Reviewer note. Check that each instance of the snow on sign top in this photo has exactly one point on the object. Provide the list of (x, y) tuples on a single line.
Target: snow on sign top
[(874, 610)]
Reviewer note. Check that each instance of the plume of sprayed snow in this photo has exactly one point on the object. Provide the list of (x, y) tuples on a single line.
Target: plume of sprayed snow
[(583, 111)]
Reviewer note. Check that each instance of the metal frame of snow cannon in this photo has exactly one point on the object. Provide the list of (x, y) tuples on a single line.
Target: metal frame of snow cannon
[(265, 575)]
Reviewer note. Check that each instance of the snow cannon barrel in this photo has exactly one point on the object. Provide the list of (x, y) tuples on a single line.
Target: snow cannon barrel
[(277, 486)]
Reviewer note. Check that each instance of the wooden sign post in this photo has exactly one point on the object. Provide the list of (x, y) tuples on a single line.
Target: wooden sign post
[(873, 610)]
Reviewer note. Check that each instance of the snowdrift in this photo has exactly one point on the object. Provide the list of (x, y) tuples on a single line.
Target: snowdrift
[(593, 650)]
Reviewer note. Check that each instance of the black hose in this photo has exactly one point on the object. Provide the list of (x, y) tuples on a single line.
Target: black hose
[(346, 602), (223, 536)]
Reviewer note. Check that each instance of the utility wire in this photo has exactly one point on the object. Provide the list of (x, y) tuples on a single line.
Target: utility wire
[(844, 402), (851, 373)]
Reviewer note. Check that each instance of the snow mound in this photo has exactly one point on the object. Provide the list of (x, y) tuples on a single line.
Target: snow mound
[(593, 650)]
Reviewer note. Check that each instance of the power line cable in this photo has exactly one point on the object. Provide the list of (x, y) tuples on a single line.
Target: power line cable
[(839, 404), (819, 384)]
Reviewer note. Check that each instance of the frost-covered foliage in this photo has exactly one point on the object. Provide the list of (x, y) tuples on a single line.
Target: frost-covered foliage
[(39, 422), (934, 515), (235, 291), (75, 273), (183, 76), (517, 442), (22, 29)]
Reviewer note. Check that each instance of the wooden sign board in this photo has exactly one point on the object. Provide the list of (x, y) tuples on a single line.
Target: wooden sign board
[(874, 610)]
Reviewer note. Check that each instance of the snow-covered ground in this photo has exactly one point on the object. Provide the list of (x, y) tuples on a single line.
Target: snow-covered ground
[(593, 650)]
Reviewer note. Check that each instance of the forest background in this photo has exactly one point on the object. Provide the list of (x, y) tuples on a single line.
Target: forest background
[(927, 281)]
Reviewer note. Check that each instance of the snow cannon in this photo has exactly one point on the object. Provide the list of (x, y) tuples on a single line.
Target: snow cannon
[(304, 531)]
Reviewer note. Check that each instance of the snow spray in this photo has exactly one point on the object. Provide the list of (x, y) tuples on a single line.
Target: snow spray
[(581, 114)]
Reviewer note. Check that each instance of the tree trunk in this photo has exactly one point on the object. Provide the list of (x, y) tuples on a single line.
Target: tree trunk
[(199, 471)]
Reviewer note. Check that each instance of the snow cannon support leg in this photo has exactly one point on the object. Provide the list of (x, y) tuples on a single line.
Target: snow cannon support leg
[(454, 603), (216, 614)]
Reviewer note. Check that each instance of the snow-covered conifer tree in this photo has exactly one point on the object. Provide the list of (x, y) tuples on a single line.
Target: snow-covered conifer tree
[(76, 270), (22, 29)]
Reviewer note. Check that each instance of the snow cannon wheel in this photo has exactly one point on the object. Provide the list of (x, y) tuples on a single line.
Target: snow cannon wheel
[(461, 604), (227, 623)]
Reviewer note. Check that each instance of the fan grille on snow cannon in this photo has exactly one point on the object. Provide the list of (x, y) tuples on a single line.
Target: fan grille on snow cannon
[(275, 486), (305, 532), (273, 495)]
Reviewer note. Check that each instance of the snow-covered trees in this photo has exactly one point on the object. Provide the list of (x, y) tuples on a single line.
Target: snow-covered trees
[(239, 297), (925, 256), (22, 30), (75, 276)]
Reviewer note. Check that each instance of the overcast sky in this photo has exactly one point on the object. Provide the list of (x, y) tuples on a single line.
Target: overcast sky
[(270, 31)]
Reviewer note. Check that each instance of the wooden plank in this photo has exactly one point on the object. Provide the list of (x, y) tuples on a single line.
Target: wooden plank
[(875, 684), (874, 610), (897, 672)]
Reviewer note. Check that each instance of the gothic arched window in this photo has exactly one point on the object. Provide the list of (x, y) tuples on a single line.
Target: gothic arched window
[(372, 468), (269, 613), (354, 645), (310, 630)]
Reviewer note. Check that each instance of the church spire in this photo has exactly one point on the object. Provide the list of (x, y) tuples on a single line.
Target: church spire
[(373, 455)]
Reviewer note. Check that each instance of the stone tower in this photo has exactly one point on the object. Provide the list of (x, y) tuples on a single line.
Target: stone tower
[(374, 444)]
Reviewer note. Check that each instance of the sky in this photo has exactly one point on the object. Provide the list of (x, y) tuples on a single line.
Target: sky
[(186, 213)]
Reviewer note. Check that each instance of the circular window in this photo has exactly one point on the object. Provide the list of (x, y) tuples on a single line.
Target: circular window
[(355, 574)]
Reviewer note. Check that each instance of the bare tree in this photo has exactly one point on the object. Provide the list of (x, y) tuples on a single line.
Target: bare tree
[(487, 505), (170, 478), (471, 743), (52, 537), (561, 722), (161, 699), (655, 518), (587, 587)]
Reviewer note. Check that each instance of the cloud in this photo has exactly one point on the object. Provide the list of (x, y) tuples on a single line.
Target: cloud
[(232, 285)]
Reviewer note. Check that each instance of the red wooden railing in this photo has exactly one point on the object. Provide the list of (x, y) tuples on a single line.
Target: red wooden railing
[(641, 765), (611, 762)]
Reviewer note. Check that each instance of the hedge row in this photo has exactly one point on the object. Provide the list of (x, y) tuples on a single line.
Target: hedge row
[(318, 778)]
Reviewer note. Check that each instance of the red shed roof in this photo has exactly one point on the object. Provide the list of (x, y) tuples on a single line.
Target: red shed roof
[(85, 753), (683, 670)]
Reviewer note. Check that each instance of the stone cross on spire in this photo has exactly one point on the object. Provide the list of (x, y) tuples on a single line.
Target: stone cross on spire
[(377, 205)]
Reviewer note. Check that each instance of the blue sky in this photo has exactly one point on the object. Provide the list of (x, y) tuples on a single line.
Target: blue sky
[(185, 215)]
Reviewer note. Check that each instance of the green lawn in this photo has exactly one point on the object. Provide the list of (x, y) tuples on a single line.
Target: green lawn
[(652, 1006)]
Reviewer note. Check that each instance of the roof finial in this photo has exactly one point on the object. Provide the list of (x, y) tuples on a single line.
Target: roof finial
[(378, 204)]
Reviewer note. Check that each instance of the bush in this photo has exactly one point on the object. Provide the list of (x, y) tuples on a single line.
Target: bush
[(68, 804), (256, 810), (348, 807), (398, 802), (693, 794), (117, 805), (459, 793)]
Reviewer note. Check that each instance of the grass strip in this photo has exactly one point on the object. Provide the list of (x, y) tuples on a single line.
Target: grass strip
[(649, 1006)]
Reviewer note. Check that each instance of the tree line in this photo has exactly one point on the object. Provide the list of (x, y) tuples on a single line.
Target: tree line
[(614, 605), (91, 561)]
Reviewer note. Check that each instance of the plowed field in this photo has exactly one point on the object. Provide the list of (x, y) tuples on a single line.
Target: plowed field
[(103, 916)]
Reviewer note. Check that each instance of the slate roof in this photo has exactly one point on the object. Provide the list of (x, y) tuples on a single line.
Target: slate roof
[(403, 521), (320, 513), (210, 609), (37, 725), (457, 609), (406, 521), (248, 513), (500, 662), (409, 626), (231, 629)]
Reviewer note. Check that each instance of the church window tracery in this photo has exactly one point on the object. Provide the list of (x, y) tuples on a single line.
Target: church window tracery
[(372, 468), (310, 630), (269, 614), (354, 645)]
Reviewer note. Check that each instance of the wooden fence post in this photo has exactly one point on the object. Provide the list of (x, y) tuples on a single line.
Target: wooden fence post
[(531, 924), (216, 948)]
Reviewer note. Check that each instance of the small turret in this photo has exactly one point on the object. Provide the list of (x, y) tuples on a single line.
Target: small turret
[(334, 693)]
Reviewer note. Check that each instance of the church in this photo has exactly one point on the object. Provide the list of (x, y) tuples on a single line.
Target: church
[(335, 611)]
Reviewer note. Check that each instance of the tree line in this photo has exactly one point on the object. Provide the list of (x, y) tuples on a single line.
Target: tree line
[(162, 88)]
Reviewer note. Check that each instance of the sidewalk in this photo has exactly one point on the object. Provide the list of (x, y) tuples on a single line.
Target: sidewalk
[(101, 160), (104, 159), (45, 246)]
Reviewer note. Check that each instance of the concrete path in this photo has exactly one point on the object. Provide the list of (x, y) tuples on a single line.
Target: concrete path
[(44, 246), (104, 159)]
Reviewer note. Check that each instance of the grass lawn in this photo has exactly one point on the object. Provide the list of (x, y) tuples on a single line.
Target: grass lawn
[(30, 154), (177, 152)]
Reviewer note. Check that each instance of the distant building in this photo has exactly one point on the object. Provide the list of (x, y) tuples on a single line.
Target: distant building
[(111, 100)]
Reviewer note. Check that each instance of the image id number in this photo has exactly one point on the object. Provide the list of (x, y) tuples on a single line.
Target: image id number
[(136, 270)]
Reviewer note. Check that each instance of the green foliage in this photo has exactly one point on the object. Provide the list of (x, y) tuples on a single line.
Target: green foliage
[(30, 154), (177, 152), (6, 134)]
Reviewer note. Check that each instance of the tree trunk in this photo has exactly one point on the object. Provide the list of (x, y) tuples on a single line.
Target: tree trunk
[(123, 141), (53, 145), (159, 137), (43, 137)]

* TO BE DONE *
Everything from the line containing "Reviewer note. Check that each instance of the sidewalk" to the end of the records must be written out exactly; include both of those lines and no others.

* FINISHED ANSWER *
Reviewer note. Check that each instance of the sidewalk in this photo has exactly one point on the object. Provide the list of (x, y) tuples on a single line.
Target: sidewalk
[(101, 160), (104, 159), (45, 246)]
Reviewer note. Check that each instance of the concrete path in this photo has exactly one point on the object. Provide the list of (x, y) tuples on a single line.
Target: concrete path
[(44, 246), (104, 159)]
Reviewer note. Check that each instance of the grass lawn in this photo has exactly one point on the object. Provide the list of (x, y) tuples on a single line.
Target: grass lawn
[(30, 154), (177, 152)]
Reviewer note. Check that each instance of the distant building in this photo has exactly one point on the object. Provide the list of (x, y) tuples on a single line.
Target: distant building
[(111, 100)]
Reviewer note. Check that each instance of the image id number in this photo has exactly one point on the object. Provide the list of (x, y) tuples on a single line.
Target: image id number
[(136, 270)]
Reviewer note. Check that each instance of the green foliage in this photo has exactly one point on the object. Provide the list of (x, y) tuples on a single line.
Target: green foliage
[(30, 154), (177, 152), (6, 134)]
Reviewer note. Check that each instance of the tree trunk in this photo has exactly one point on the object. Provide the list of (x, y) tuples on a single line.
Target: tree trunk
[(123, 141), (53, 145), (159, 137), (43, 137)]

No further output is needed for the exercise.